[Rows from a dataset]
----

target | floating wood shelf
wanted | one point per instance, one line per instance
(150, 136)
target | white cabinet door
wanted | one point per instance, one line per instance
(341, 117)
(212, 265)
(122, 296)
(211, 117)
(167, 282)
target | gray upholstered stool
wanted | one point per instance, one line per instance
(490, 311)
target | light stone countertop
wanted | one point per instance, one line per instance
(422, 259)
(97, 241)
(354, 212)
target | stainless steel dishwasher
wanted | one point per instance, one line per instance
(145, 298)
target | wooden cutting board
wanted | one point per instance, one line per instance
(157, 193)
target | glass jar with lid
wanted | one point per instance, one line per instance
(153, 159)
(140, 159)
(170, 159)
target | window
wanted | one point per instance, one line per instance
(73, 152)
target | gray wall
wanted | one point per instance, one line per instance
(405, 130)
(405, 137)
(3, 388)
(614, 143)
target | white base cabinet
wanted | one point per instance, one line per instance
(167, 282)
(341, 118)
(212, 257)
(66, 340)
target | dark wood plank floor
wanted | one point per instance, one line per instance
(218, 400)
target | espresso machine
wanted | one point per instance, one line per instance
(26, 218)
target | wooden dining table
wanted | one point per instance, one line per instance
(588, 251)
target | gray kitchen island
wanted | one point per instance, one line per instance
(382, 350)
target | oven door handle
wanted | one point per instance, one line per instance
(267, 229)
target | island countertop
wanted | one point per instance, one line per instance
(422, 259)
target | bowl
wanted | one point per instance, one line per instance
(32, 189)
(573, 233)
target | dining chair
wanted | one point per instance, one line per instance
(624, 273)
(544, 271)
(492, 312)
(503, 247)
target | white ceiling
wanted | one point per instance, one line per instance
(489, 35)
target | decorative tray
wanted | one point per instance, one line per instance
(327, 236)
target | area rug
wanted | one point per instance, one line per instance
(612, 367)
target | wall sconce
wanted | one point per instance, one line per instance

----

Problem:
Find the line that contains "target | espresso machine". Repeat it and every line after it, exactly as written, up to and including the last line of the records above.

Task result:
target | espresso machine
wanted | one point per instance, one line per instance
(26, 218)
target | wooden dining table
wanted | one point per instance, one line per instance
(588, 251)
target | gray kitchen island
wanted | one point per instance, one line per instance
(382, 350)
target | oven door handle
wanted | one point per instance, one line per instance
(267, 229)
target | island countertop
wanted | one point per instance, one line per instance
(422, 259)
target | bowl
wanted | one point per instance, one line per instance
(32, 189)
(573, 233)
target | dining chair
wanted | one point per instance, one line per instance
(624, 273)
(544, 271)
(492, 312)
(503, 247)
target | white ceiling
wanted | one point per instance, one line per instance
(489, 35)
target | decorative tray
wanted | one point per instance, one line per instance
(327, 236)
target | area rug
wanted | one point per instance, one line per instance
(612, 367)
target | wall sconce
wanted | one point per instance, one line per instance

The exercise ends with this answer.